* [Selected text]
########
We moved around a lot when I was a child. So when I enrolled in a new high school in the eleventh grade (16 years old), the guidance counselor asked, "Do you want to take math this year? You really don't have to".

A new school, a new guidance counselor, a new system. I told him that I wanted to take whatever came next in algebra. So the guidance counselor enrolled me for Algebra II. It sounded like the right course to me until the middle of the term when I discovered that the good students took a combined algebra and trigonometry course in the eleventh grade. But by then, it was too late. Even so I blamed myself for not being more explicit and asking for all the options. I should have said "I want to take whatever the best students are taking!" Did the guidance counselor make this decision because I was a girl, a new student (though he saw my good grades from the last school), or because he was tired and disinterested? The reason did not really matter. Because of the way mathematics courses were sequenced, it took me the rest of my high school career to make up that deficiency so that I could start with calculus at university.

Most high school girls are not so lucky. Derailed from continuing with mathematics at some point in school, they never get back on track. They start university with a mathematics deficiency, which leaves them unable to study over 75% of the majors. Even in the early 1960s, I knew that because of discrimination against women, I needed to get real, measurable skills and qualifications.

But mathematics has been regarded as something that only a few, "very smart" people can do. The general population is not ashamed of being mathematics illiterate in the same way they might be ashamed of being reading illiterate.

If we can attract and retain women in technical fields, both society and individual women will benefit. First, we need the talent. There is an international shortage of technically trained people. In the U.S., women have 16% of science and engineering jobs. Since these are the best jobs, women should aim to get 50% of those jobs. In addition, we should recognize that the technologies are the pathway to upward mobility, to better jobs, to a better standard of living and the democratic way of life that says that "It's not where you come from that counts, it's where you are going."

But most of the working poor are women; people who work full time but can't afford a stable future, a vacation and in the U.S., the all-important health insurance. Other women are one man away from public assistance. In general, women are clustered in low paid, low skilled, low authority, low mobility jobs.

Despite the high salaries and the great demand for technical skills, not enough women are attracted to technical fields. Computer science has been particularly problematic. The percentage of women computer science graduates has been dropping since 1985. In many universities, it is now less than 20%. Many factors have been held responsible for this, including the image, language and culture of computing. In an earlier work, I encouraged the teaching of the computing culture by introducing computing artifacts (Bernstein, 1997). The purpose of this inquiry is to expose the language and cultural norms of computing.
########
(Region labeling items)
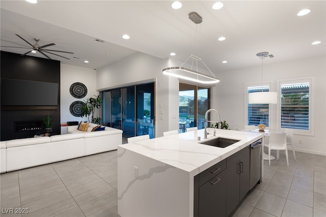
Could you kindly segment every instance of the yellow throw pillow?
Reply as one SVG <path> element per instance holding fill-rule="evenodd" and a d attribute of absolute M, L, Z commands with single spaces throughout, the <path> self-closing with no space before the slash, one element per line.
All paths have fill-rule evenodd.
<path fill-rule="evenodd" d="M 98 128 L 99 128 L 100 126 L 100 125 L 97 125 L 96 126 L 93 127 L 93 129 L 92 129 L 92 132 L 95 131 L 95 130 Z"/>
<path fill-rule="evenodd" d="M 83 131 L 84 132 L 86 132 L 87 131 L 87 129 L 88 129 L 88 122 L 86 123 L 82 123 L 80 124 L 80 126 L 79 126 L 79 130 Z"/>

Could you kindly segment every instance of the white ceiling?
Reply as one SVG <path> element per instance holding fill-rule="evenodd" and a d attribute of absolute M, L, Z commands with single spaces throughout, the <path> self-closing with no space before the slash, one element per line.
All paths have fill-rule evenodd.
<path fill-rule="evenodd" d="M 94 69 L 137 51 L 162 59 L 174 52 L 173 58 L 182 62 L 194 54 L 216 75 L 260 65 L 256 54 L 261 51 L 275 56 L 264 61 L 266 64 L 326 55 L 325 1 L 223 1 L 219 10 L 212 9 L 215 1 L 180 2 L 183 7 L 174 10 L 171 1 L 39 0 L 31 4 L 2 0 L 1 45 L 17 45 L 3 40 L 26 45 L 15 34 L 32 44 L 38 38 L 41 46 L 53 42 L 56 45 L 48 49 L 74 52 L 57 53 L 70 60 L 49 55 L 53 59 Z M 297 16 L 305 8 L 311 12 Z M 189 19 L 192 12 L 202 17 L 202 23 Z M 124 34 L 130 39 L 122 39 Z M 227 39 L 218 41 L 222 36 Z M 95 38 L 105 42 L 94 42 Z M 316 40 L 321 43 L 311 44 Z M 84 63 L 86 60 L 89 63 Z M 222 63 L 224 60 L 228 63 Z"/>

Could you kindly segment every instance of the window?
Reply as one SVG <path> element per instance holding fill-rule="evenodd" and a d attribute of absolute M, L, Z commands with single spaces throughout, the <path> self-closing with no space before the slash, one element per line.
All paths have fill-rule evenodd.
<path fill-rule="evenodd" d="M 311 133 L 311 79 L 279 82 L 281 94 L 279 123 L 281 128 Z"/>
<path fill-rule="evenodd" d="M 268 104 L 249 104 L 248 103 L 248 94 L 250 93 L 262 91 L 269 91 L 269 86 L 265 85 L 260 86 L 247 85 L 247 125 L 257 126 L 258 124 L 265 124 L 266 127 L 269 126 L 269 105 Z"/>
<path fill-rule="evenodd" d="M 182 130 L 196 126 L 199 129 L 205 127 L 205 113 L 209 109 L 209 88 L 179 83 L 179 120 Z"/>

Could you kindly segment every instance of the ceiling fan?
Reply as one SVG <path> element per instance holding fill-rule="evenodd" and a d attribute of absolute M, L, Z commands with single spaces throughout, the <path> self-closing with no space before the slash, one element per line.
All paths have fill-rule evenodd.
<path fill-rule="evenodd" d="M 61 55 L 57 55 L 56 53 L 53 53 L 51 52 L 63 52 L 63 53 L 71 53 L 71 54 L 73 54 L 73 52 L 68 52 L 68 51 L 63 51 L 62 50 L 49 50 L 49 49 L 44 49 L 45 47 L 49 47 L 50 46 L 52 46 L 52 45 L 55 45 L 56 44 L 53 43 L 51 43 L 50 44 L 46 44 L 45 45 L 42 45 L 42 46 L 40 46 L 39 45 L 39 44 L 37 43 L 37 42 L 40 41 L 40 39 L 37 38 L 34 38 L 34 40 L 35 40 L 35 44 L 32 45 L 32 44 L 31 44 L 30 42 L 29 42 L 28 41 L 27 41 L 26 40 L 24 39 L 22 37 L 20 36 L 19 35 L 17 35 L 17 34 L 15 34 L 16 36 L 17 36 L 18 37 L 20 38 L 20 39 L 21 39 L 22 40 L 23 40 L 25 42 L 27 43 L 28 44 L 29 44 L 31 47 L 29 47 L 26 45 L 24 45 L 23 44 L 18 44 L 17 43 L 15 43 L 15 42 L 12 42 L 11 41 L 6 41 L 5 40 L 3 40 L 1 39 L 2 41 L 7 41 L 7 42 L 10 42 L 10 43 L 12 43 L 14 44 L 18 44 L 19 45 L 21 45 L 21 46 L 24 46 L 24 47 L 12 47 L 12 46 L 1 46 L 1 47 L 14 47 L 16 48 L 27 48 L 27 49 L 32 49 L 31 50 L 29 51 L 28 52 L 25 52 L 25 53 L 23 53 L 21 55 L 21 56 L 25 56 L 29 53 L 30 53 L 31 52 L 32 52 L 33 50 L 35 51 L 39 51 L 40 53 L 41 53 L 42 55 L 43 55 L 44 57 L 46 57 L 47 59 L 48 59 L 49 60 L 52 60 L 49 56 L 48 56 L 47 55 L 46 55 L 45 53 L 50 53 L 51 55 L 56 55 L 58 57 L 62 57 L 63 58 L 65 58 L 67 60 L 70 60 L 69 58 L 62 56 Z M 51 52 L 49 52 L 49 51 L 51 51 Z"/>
########
* [To-do list]
- a) In the essay on women in mathematics and technical fields, what share of science and engineering jobs in the U.S. do women hold?
- b) According to the essay on women in mathematics and technical fields, why did it take the writer the rest of high school to make up for being placed in Algebra II?
- c) Continue the essay on women in mathematics and technical fields from the point where it stops.

* [Responses to the tasks]
- a) Women hold 16% of science and engineering jobs in the U.S.

- b) The writer's mathematics courses were sequenced in a fixed order. Missing the combined algebra and trigonometry course meant the rest of high school went to catching up, so that the writer could start calculus at university.

- c)
Nerds and Geeks

The image of computing has been blamed for keeping girls and women away from studying technical fields, in general, and specifically, computer science. As Laura Didio (1996) reports,

It seems girls and young women are avoiding computer science classes the same way their mothers and grandmothers eschewed woodworking and automotive courses in the '50s and '60s. Or as one 16-year-old at Brookline (Mass.) High School told me: "I don't want the guys to think of me as a nerd."

Nerds, geeks and hackers are some of the many words used to discourage women from technical fields in general and computer science in particular. The word "nerd" comes from Nerd, a character in a children's book, If I Ran the Zoo, by Dr. Seuss in 1950.

And then, just to show them, I'll sail to Ka-Troo And Bring Back an It-Kutch a Preep and a Proo a Nerkle a Nerd and a Seersucker, too!

The dictionary definition of nerd states:

A person who is single-minded or accomplished in scientific pursuits but is felt to be socially inept.

The important words are "single minded" and "focused". The most single minded, focused, people are athletes. Yet no one would refer to athletes as nerd. In describing computing enthusiasts and professionals, "nerd" has at least two meanings. The first is used by people outside the computer community, as a derogatory term for someone who is wrapped up in computers to the exclusion of everything else. The second is within the computer community, where it is used as a complimentary term. When women in computing were asked for their definition of nerd, they replied that nerds were considered overwhelmingly to be young, white males with glasses and bad clothing. Many of the women responded that they could not be nerds simply because they were female.

Men in the computing world are proud to be geeks. The dictionary defines it as a person with an unusual or odd personality. One web site differentiates between nerds, geeks and hackers (

A geek is someone who spends time being "social" on a computer. Someone who just uses their computer for work, but doesn't spend their free time "on line" is not a geek. Most geeks are technically adept and have a great love of computers, but not all geeks are programming wizards. Some just know enough Unix to read mail and telnet out to their favorite MUD.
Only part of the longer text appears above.